RAW RECORDS:

┌──

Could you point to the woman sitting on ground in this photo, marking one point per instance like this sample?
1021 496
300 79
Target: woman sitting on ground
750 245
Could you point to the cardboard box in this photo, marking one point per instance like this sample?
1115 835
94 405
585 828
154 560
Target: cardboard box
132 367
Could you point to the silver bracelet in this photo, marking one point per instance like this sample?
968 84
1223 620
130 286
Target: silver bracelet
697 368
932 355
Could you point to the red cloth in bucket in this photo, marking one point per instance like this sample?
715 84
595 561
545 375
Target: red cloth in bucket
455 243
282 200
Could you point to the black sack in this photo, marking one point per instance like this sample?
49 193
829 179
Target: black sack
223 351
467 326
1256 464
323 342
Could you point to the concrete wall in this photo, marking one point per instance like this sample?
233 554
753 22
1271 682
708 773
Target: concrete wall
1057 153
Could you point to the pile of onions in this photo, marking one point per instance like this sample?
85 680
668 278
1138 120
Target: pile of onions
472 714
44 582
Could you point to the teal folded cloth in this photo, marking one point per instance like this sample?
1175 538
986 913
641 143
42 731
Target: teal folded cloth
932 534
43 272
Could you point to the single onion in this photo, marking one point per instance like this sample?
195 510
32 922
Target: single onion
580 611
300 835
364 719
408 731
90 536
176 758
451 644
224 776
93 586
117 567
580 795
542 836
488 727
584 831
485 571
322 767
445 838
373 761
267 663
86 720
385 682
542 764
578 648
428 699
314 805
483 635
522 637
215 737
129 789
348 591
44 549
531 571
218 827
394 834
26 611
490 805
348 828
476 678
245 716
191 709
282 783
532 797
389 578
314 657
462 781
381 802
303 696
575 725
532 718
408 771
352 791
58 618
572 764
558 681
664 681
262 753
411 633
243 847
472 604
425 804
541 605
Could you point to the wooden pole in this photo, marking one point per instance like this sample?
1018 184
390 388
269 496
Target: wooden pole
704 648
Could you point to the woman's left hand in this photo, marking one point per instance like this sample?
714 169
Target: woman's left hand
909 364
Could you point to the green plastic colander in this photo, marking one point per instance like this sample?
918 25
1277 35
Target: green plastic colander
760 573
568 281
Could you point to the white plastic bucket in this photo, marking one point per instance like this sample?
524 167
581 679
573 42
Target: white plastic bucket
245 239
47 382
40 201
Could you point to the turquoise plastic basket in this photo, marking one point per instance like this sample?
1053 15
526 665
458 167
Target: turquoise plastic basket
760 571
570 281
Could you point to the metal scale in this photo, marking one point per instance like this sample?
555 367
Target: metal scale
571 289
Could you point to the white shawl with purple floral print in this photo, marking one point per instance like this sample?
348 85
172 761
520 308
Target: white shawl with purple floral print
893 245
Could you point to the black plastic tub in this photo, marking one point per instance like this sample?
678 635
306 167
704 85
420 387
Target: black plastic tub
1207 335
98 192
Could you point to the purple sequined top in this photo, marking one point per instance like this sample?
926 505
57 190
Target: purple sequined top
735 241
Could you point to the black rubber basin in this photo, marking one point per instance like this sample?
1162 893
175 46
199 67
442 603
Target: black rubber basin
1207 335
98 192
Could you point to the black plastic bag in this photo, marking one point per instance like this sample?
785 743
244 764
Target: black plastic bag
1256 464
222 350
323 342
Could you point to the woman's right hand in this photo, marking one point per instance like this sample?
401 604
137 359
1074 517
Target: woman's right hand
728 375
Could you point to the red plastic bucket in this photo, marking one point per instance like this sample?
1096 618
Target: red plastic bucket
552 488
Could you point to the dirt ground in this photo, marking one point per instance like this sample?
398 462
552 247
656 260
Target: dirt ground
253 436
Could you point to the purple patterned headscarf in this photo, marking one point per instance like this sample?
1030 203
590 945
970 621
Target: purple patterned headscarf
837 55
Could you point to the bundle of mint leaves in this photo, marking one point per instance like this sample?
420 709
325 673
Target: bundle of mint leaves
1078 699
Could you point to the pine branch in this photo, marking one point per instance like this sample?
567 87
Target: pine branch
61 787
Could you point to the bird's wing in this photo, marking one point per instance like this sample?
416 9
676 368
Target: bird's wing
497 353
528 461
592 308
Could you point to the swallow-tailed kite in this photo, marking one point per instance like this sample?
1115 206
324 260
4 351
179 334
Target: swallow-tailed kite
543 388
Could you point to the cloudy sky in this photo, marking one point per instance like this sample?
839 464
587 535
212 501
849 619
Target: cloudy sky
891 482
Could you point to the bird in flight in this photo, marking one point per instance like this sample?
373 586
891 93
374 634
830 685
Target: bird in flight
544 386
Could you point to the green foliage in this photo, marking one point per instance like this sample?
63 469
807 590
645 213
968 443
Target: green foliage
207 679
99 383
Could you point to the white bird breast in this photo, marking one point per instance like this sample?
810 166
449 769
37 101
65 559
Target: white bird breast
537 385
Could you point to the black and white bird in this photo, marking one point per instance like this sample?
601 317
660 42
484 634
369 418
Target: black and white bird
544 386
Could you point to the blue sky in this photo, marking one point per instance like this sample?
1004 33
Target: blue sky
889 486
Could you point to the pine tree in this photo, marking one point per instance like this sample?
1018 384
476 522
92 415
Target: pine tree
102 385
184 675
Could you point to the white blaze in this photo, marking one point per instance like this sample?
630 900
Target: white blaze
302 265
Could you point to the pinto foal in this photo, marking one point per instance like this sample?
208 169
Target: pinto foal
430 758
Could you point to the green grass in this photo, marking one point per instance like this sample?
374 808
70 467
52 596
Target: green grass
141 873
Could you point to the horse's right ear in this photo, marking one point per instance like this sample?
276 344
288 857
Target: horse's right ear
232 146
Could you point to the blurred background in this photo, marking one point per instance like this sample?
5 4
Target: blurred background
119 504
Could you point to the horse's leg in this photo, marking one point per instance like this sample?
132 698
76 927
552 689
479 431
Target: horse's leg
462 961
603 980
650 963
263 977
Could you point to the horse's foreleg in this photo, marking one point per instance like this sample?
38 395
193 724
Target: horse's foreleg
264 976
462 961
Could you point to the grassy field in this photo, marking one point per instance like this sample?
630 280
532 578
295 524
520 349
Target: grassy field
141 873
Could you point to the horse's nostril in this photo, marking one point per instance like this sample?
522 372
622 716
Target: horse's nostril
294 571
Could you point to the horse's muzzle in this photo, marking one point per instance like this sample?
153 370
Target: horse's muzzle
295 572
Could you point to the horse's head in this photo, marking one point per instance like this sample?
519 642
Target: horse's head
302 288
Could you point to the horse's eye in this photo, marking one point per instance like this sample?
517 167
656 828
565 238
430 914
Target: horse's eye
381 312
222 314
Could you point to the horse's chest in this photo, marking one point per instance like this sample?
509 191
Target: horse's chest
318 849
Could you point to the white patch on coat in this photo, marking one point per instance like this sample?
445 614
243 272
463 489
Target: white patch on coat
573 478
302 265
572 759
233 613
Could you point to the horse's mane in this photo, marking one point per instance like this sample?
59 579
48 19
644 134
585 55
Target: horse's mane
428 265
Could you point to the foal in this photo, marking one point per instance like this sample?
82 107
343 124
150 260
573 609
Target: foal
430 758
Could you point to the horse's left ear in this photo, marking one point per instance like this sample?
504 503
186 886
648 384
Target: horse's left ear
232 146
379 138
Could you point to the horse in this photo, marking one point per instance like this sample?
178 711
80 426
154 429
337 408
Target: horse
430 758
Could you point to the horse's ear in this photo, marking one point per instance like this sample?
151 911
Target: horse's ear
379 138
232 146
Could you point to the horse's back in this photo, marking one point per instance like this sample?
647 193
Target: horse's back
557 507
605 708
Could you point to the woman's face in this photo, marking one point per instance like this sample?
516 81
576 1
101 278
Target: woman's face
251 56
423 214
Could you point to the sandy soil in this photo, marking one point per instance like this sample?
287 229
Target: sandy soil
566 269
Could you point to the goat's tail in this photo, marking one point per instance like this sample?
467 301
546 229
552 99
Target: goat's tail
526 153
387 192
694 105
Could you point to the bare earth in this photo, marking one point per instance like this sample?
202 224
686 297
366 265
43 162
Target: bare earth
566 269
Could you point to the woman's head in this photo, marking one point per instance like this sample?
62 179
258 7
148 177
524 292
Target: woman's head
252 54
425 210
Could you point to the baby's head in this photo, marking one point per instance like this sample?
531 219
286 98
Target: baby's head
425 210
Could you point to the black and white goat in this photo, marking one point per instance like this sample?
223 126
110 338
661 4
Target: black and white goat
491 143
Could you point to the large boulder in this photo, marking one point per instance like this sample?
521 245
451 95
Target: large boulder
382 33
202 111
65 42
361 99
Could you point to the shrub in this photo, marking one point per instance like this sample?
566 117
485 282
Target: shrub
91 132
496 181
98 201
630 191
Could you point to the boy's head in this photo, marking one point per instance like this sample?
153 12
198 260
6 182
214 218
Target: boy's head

└──

WHAT IS NEEDED: In the entries above, take the line containing "Could you point to the baby's" and each later line through the last, and repeat them exactly. Output nothing else.

SOLUTION BELOW:
Could you point to the baby's head in this photo, marking one point per instance like this sample?
531 219
286 98
Target: baby's head
425 210
Could you point to the black and white goat in this photo, marking one point per instance like this sample?
223 126
110 338
661 4
Target: black and white goat
491 143
Could you point to the large boulder in this photo, marking one point per instance like this sample?
521 245
451 95
Target: large boulder
382 33
202 111
65 42
361 99
Could you point to the shrub in this photo, marking one point per instance like this sample?
566 117
485 282
Target: shrub
91 132
496 181
98 201
630 191
Could you point to the boy's head in this photo, marking one point per instance like this sample?
153 12
198 260
6 182
214 218
Target: boy's head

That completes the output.